## EXERCISE:
Scale the lines of the listing below, from the line containing "locate the wooden" through the end of the listing, inclusive. Reproduce them with the requests unchanged, multiply every point coordinate in the answers by 1.6, round each result to a whole number with halves going up, and give only those lines.

================================

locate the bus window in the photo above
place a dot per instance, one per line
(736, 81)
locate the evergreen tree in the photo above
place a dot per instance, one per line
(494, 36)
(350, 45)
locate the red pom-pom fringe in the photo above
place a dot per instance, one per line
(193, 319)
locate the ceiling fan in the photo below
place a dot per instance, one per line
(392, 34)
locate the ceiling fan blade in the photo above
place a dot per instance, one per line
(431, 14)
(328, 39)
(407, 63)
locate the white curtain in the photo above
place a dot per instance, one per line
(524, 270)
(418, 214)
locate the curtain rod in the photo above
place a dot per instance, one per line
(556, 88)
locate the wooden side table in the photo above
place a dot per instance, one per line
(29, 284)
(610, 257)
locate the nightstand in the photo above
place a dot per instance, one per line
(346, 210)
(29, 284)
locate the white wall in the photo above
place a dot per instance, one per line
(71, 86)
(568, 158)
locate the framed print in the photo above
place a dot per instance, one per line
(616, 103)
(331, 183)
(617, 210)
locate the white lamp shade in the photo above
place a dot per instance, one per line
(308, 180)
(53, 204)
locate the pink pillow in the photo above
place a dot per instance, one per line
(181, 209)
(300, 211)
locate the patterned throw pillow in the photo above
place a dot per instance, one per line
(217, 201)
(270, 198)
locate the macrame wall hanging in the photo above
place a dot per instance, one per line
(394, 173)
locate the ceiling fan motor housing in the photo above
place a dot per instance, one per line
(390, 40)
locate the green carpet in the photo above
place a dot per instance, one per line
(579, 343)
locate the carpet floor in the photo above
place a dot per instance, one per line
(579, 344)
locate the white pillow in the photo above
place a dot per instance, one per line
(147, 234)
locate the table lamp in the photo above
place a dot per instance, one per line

================================

## EXERCISE ANSWER:
locate the wooden side table in the photo above
place a dot per instance, one per line
(46, 454)
(976, 411)
locate the nightstand in the photo above
place a dot per instance, one per line
(554, 336)
(46, 454)
locate the white wall in the photo above
place a dot per instance, one per line
(114, 138)
(909, 253)
locate the framed print in the photo above
place a dot per instance, one per line
(986, 165)
(530, 293)
(987, 336)
locate the white lamp shade in the photo above
place a dot per instance, one per line
(493, 288)
(85, 326)
locate the pink pillow in the photo above
place a dot per instance, one per line
(290, 334)
(480, 338)
locate the patterned throw pillow in the photo above
place a dot per instance, one per line
(347, 322)
(432, 317)
locate the macrame wall hanging in the photo above
place a dot per instance, one per line
(630, 277)
locate the ceiling fan motor housing in the photo above
place a dot per instance, one per line
(624, 64)
locate the green carpet in the photo above
place a dot per instance, one per line
(926, 549)
locate the carpet floor in the photo above
place a dot per instance, one per line
(926, 550)
locate the white pillow in the photo above
place a dot per instance, one per line
(235, 374)
locate the table lamp in the photo above
place a dot per instance, one per line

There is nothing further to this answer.